(Reading text Opens)
Equal Rights for All
The most basic right of citizenship has been equal access and protection under the law. The fight to extend this right to all began before the Declaration of Independence proclaimed “all men are created equal,” and continues today.
Your Country’s Representation
One of the assumed rights of citizenship is that your government will represent you. Originally serving as a letter of introduction to foreign governments on behalf of Americans traveling abroad, the very earliest passport was designed by Benjamin Franklin during the War of Independence when he served as minister to France. While regulations have changed over the years, passports are official documents issued by the U.S. Department of State that identify the holder as a citizen.
Freedom of Speech
San Francisco poet, artist, and publisher Lawrence Ferlinghetti was an influential figure of the 1950s Beat Generation and the social revolution of the 1960s. In 1956 he was arrested and tried on obscenity charges for publishing and selling Allen Ginsberg’s poem Howl. This landmark case established a key legal precedent for the publication of controversial literary pieces. His victory expanded the right to free speech and opened the way for an explosion of new works that tested the boundaries of literary expression.
The Right to Bear Arms
The Second Amendment of the Constitution granted that “the right of the people to keep and bear Arms, shall not be infringed.” The debate over what this right actually means is highly contested.
Right to an Education
Though not guaranteed by the Constitution, Americans have largely agreed that an educated citizenry is a requirement for a healthy democracy. The more controversial question was: should it and can it be equal and open to all?
(Reading text Closes)
(Supplied entries Opens)
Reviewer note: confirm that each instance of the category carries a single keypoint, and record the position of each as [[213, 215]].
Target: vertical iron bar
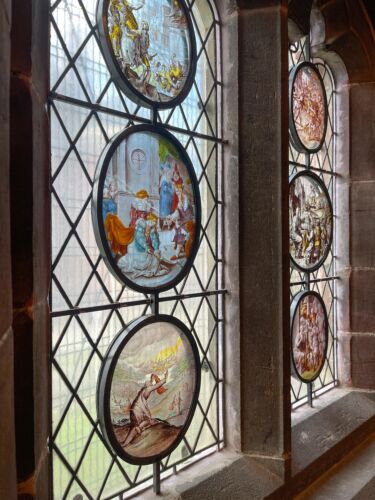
[[155, 303], [309, 394], [156, 478]]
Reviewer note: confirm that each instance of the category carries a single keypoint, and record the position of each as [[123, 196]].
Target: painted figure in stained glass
[[309, 112], [150, 41], [148, 210], [310, 222], [152, 390], [309, 337]]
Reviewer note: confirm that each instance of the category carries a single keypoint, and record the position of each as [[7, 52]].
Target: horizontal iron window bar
[[119, 305], [320, 280], [316, 169], [54, 96]]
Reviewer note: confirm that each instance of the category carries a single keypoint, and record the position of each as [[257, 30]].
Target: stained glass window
[[311, 217], [89, 306]]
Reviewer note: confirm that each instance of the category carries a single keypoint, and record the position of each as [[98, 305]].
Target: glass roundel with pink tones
[[308, 112], [309, 335]]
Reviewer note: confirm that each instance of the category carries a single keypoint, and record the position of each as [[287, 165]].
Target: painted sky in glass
[[152, 390], [148, 210], [310, 222], [150, 40]]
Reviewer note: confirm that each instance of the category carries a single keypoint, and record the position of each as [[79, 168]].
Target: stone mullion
[[30, 236], [8, 481], [264, 263]]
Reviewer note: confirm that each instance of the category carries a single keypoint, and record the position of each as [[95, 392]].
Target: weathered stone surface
[[363, 126], [263, 245], [363, 238], [299, 12], [5, 264], [363, 361], [8, 480], [318, 435], [362, 306], [367, 491], [363, 223], [322, 440], [244, 479]]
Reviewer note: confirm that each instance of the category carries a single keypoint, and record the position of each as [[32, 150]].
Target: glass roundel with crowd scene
[[151, 394], [308, 102], [150, 46], [310, 221], [309, 335], [146, 209]]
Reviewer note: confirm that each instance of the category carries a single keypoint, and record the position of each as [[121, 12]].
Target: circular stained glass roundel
[[308, 108], [150, 49], [309, 335], [148, 389], [146, 209], [310, 221]]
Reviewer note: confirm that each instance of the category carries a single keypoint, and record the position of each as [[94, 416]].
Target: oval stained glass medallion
[[146, 209], [310, 221], [308, 113], [149, 47], [148, 388], [309, 335]]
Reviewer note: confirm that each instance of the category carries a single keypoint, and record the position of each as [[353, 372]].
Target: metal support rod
[[156, 478], [309, 394], [154, 116], [155, 303]]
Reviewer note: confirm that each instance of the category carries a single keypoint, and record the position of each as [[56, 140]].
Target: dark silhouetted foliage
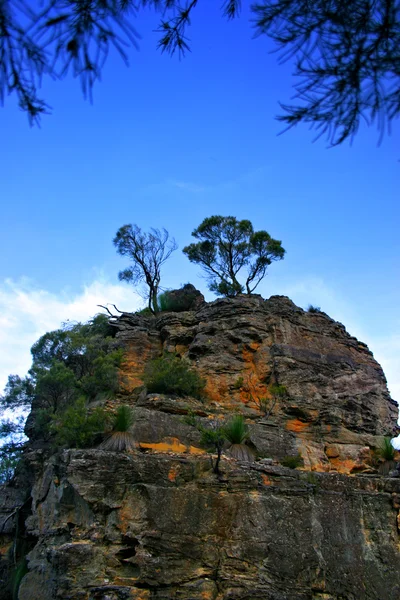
[[346, 54], [71, 366], [178, 300], [147, 253], [227, 247]]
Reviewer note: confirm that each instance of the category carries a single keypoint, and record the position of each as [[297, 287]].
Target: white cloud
[[27, 312]]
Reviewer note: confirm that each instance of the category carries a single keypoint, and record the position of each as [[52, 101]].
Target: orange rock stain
[[296, 425], [171, 445]]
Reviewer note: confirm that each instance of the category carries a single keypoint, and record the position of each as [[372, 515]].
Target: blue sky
[[168, 142]]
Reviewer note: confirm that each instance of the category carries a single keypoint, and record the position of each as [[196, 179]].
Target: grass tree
[[236, 433]]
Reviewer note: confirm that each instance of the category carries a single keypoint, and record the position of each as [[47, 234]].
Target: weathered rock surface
[[158, 524], [337, 408], [161, 527]]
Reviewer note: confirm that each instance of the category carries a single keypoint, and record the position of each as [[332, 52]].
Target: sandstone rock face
[[337, 406], [153, 526], [158, 524]]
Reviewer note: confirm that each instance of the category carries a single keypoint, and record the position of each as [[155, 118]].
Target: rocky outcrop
[[157, 523], [114, 526], [337, 406]]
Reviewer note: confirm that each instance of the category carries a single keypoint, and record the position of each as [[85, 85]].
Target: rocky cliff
[[158, 523], [337, 401]]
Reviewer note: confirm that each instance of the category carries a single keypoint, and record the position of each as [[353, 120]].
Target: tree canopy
[[346, 53], [74, 364], [147, 253], [227, 247]]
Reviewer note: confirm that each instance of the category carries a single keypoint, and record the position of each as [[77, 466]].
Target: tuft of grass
(Supplied entries Closes)
Work instructions:
A – According to the citizenship rights text, who designed the very earliest passport?
B – Continue the citizenship rights text from its final sentence.
This data is separate material and has no connection to the citizenship rights text.

Answers to the exercise:
A – Benjamin Franklin designed it during the War of Independence, when he served as minister to France.

B –
On May 17, 1954, the U.S. Supreme Court unanimously ruled that public schools segregated by race were unconstitutional, stating “in the field of public education the doctrine of ‘separate but equal’ has no place.” Through their decision, the Court entered into the ongoing debate of whether education should be a right of every citizen.
A Meaningful Job
Is freedom from want the right of all Americans? What responsibility does the nation have to provide employment to its citizens? In response to economic crisis, at times the government has enacted massive employment programs. One such program, the Works Progress Administration, employed as many as eight million people during the depression of the 1930s. Federal legislation enacted in 1964 led to the establishment of the Office of Economic Opportunity as part of the “War on Poverty.”
Right to Health Care
Citizens have turned to the government to advance public health, whether combating yellow fever epidemics in the 1790s or funding cancer research in the 21st century. In the 2000s the long-debated subject of national health care became a hotly contested political issue. The central question was: should all citizens have the right to medical care, and if so, how should it be made available?